• Estratto della pagina:
════════════════
A dimostrare la tenuta del sistema economico statunitense è anche la grande capacità di riconversione di cui ha dato prova nell’ultimo decennio, compensando la deindustrializzazione con un primato senza rivali nell’alta tecnologia. Anche per questo i mercati non sembrano prezzare lo scenario americano come un rischio: pur rimanendo aperta la possibilità di nuove misure protezioniste, la riedizione della presidenza Trump offrirebbe comunque, secondo gli investitori, opportunità dal punto di vista della riduzione delle imposte.
Tutto questo avviene mentre la Cina è alle prese con performance economiche lontane dalle aspettative. La Repubblica popolare mantiene una certa cautela sul proprio futuro anche alla luce dei profondi problemi demografici che rischiano di farla diventare troppo “vecchia” prima che abbia raggiunto livelli soddisfacenti di benessere economico. L’impressione che si ricava, insomma, è quella di un quadro in cui gli osservatori sottovalutano costantemente l’importante resilienza economica degli Stati Uniti, sopravvalutando al contempo quella cinese.
La solidità americana è una buona notizia per l’Europa. L’asse con gli Stati Uniti rimane, del resto, un’ancora importante per un continente che al momento sembra alquanto debole. Un’Unione priva di materie prime, di leadership tecnologica, di un vero mercato finanziario integrato, di un esercito o di una politica estera comuni continua ad avere poche armi negoziali. È auspicabile una ripresa del processo di integrazione continentale, che superi gli ostacoli dell’attuale meccanismo decisionale con diritto di veto e riproduca lo slancio con cui l’Europa è uscita dalla pandemia. In parallelo serve però un’azione urgente a stimolo e sostegno di un’economia che vent’anni fa era comparabile a quella americana e oggi sconta una distanza pari almeno al 25%. L’industria rimane al cuore dell’UE che, infatti, si è deindustrializzata meno degli Stati Uniti, riaffermandosi come seconda manifattura del mondo dietro la Cina. Si tratta di un settore che va sostenuto e accompagnato con pragmatismo nel processo di transizione energetica per evitare ulteriori perdite di competitività.
════════════════
• Dati di input:
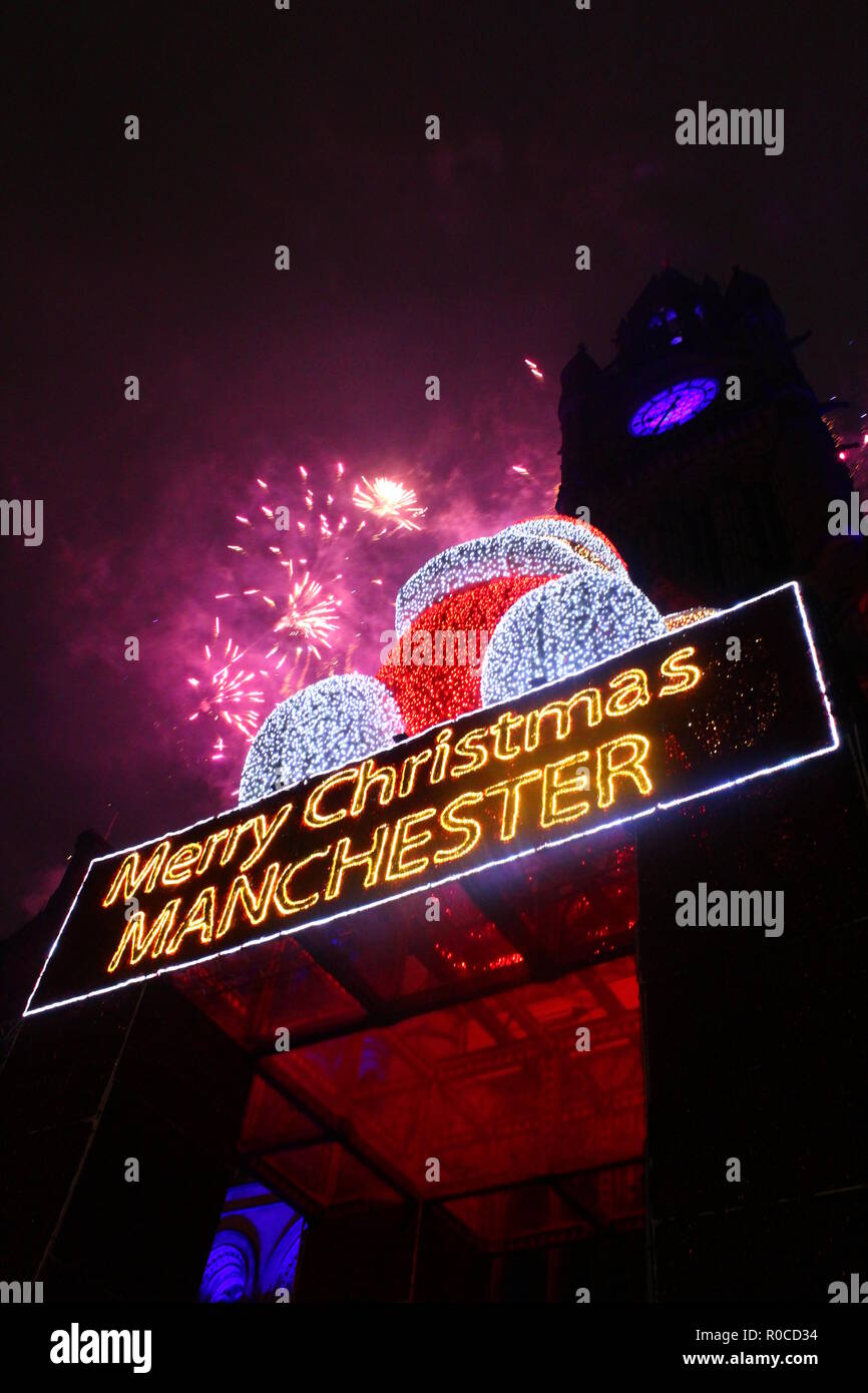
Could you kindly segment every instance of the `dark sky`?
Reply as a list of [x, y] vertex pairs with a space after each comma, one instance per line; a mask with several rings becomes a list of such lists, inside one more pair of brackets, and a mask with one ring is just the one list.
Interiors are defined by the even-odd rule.
[[[663, 259], [762, 274], [821, 397], [855, 390], [868, 305], [855, 0], [20, 10], [1, 485], [45, 540], [0, 538], [3, 933], [84, 827], [120, 847], [230, 804], [244, 744], [209, 758], [187, 677], [256, 476], [295, 508], [340, 460], [354, 525], [362, 474], [415, 489], [419, 532], [346, 553], [332, 656], [373, 671], [422, 560], [552, 506], [557, 373], [580, 337], [609, 359]], [[783, 155], [677, 146], [701, 99], [783, 107]], [[259, 651], [262, 610], [226, 621]]]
════════════════
Trascrivi fedelmente dall'estratto sull'economia di Stati Uniti, Cina ed Europa il passo che comincia con "Tutto questo avviene" e si chiude con "contempo quella cinese.".

• Esercizio svolto:
Tutto questo avviene mentre la Cina è alle prese con performance economiche lontane dalle aspettative. La Repubblica popolare mantiene una certa cautela sul proprio futuro anche alla luce dei profondi problemi demografici che rischiano di farla diventare troppo “vecchia” prima che abbia raggiunto livelli soddisfacenti di benessere economico. L’impressione che si ricava, insomma, è quella di un quadro in cui gli osservatori sottovalutano costantemente l’importante resilienza economica degli Stati Uniti, sopravvalutando al contempo quella cinese.